Überarbeiten Sie den Auszug von „Zwei Generationen, zwei“ bis „für solche Momente.“, indem Sie „Momente“ durch „Augenblicke“ ersetzen. Geben Sie diesen Abschnitt anschließend vollständig wieder.

* Auszug *
--------------------------------------------------

Zwei Generationen, zwei Wirklichkeiten

Von Susanne Krones (Virginia 54/Frühjahr 2014, S. 14) – Manchmal gibt es solche Momente im Alltag: Man versteht plötzlich, wovor man lange wie vor einem Rätsel stand, man ist zum ersten Mal ehrlich zu sich selbst in einer Frage, die man für längst beantwortet hielt. Meistens passiert das, wenn man den Standpunkt wechselt und zulässt, dass eine andere Wirklichkeit die eigene kreuzt. Gespräche zwischen Enkeln und Großeltern sind ein Möglichkeitsraum für solche Momente.

Über einen Zeitraum von mehr als zehn Jahren hat die Journalistin Jana Simon Gespräche mit ihren Großeltern Christa und Gerhard Wolf aufgezeichnet. Als die Gespräche im Sommer 1998 begannen, war Jana Simon gerade erst dabei, Journalistin zu werden. Ein familiäres Projekt sollte es werden, bis beide Seiten merkten, wie relevant die Themen waren und wie sie sich unter dem neuen Blickwinkel eines Dialogs der Generationen veränderten: das politische Engagement der Wolfs und ihre Kämpfe in zwei Diktaturen, die in ihrer Existenzialität für die Enkelin kaum zu begreifen sind, die mehr als sechzig Jahre andauernde Liebe des Ehepaars, das neue Leben im vereinigten Deutschland.

--------------------------------------------------

[Zeilen aus einem Zeigedatensatz]

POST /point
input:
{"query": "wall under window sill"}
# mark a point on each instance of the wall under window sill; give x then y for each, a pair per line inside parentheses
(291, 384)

--------------------------------------------------

* Lösung *
Zwei Generationen, zwei Wirklichkeiten

Von Susanne Krones (Virginia 54/Frühjahr 2014, S. 14) – Manchmal gibt es solche Augenblicke im Alltag: Man versteht plötzlich, wovor man lange wie vor einem Rätsel stand, man ist zum ersten Mal ehrlich zu sich selbst in einer Frage, die man für längst beantwortet hielt. Meistens passiert das, wenn man den Standpunkt wechselt und zulässt, dass eine andere Wirklichkeit die eigene kreuzt. Gespräche zwischen Enkeln und Großeltern sind ein Möglichkeitsraum für solche Augenblicke.